▶ Required work
Turn every line of the material below into a numbered list, and leave out any blank lines.

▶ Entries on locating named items
##############################

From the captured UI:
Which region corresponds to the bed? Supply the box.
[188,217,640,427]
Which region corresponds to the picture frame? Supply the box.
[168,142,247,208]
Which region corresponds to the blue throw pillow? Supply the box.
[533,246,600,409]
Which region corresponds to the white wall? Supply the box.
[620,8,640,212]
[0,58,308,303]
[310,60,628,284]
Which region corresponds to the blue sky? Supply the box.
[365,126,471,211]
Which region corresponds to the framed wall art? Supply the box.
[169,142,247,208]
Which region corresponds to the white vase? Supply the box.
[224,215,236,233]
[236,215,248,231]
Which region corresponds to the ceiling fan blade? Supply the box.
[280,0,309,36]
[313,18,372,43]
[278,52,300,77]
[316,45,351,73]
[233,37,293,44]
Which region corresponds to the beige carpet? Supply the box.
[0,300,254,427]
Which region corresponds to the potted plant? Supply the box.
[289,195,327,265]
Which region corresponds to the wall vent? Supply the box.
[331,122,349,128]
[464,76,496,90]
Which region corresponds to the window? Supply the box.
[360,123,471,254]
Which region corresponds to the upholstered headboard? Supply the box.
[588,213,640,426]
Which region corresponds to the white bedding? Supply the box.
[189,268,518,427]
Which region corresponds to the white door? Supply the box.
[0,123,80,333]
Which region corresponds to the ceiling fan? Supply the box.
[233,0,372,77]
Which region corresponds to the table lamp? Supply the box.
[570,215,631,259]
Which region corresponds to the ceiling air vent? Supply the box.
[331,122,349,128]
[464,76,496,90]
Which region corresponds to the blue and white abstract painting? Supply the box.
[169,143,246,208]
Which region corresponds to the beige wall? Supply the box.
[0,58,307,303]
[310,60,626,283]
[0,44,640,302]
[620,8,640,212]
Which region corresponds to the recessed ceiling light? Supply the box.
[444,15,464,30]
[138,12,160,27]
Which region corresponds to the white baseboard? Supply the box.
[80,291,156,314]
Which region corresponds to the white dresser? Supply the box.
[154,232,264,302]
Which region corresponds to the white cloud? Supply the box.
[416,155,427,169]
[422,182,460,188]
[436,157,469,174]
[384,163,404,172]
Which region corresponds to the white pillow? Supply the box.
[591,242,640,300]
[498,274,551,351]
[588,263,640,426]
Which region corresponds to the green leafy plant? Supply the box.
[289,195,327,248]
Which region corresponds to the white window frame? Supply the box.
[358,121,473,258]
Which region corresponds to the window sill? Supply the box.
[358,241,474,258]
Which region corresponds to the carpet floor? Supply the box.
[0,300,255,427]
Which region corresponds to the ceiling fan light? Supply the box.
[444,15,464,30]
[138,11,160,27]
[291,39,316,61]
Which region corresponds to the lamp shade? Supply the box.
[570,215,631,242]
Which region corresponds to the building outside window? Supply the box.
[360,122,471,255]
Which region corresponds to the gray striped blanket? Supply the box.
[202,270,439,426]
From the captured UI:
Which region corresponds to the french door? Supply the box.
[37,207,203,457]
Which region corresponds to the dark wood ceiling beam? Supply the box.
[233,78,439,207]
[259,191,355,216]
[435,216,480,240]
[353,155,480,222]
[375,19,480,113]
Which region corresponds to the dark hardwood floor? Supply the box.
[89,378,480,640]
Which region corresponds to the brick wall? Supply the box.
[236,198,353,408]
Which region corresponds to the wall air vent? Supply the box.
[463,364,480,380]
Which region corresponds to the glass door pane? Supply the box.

##############################

▶ Solution to this exercise
1. From the captured UI:
2. Which region corresponds to the bed? Supply the box.
3. [188,217,640,427]
4. Which region corresponds to the picture frame? Supply the box.
5. [168,142,247,208]
6. Which region corresponds to the blue throw pillow? Supply the box.
7. [533,246,600,409]
8. Which region corresponds to the white wall? Supply the box.
9. [620,8,640,212]
10. [0,58,308,303]
11. [310,60,628,284]
12. Which region corresponds to the blue sky? Supply the box.
13. [365,126,471,211]
14. Which region corresponds to the framed wall art? Supply the box.
15. [169,142,247,208]
16. Which region corresponds to the white vase? Supply the box.
17. [224,215,236,233]
18. [236,215,248,231]
19. Which region corresponds to the ceiling fan blade? Supply the box.
20. [280,0,309,36]
21. [313,18,372,43]
22. [278,52,300,77]
23. [316,45,351,73]
24. [233,37,293,44]
25. Which region corresponds to the beige carpet? Supply the box.
26. [0,300,254,427]
27. Which region corresponds to the potted plant? Supply the box.
28. [289,195,327,265]
29. Which region corresponds to the wall vent? Supply the box.
30. [331,122,349,128]
31. [464,76,496,90]
32. Which region corresponds to the window? Supply the box.
33. [360,123,471,254]
34. Which region corresponds to the upholstered headboard? Supply the box.
35. [588,213,640,426]
36. Which region corresponds to the white bedding? Supply the box.
37. [189,268,518,427]
38. Which region corresponds to the white door? Supply the box.
39. [0,123,80,333]
40. Which region corresponds to the ceiling fan? Supply the box.
41. [233,0,372,77]
42. Which region corresponds to the table lamp? Supply the box.
43. [570,215,631,259]
44. Which region corresponds to the ceiling air vent? Supply the box.
45. [331,122,349,128]
46. [464,76,496,90]
47. Which region corresponds to the blue and white abstract painting? Supply the box.
48. [169,143,246,208]
49. Which region corresponds to the beige wall? Supply the box.
50. [0,58,307,303]
51. [310,60,626,283]
52. [0,44,640,302]
53. [620,8,640,212]
54. Which region corresponds to the recessed ceiling light? Supply the box.
55. [444,15,464,30]
56. [138,12,160,27]
57. Which region corresponds to the white baseboard? Supply the box.
58. [80,291,156,314]
59. Which region corresponds to the white dresser? Supply the box.
60. [154,232,264,302]
61. Which region corresponds to the white cloud? Supply the box.
62. [416,155,427,169]
63. [422,182,460,188]
64. [436,157,469,174]
65. [384,163,404,172]
66. Which region corresponds to the white pillow? Supply the box.
67. [591,242,640,300]
68. [498,274,551,351]
69. [588,263,640,426]
70. Which region corresponds to the green leafy plant? Supply the box.
71. [289,195,327,248]
72. Which region corresponds to the white window frame? Supply the box.
73. [358,121,473,258]
74. Which region corresponds to the window sill? Supply the box.
75. [358,241,474,258]
76. Which region corresponds to the carpet floor? Supply the box.
77. [0,300,255,427]
78. Which region corresponds to the ceiling fan light? Supply the box.
79. [444,15,464,30]
80. [138,11,160,27]
81. [291,39,316,61]
82. Which region corresponds to the lamp shade? Supply the box.
83. [570,215,631,242]
84. Which region corresponds to the building outside window? Supply the box.
85. [360,122,471,255]
86. Which region corresponds to the gray striped blanket? Supply the box.
87. [202,270,439,426]
88. From the captured UI:
89. Which region corresponds to the french door? Supply the box.
90. [37,207,203,457]
91. Which region corresponds to the dark wood ceiling beam? Supply the box.
92. [233,78,439,207]
93. [259,191,355,216]
94. [435,216,480,240]
95. [353,155,480,222]
96. [375,19,480,113]
97. Which region corresponds to the dark hardwood floor? Supply the box.
98. [89,378,480,640]
99. Which region corresponds to the brick wall? Supply the box.
100. [236,198,353,408]
101. Which region corresponds to the wall air vent? Supply the box.
102. [463,364,480,380]
103. Which region corresponds to the glass door pane? Supply the box.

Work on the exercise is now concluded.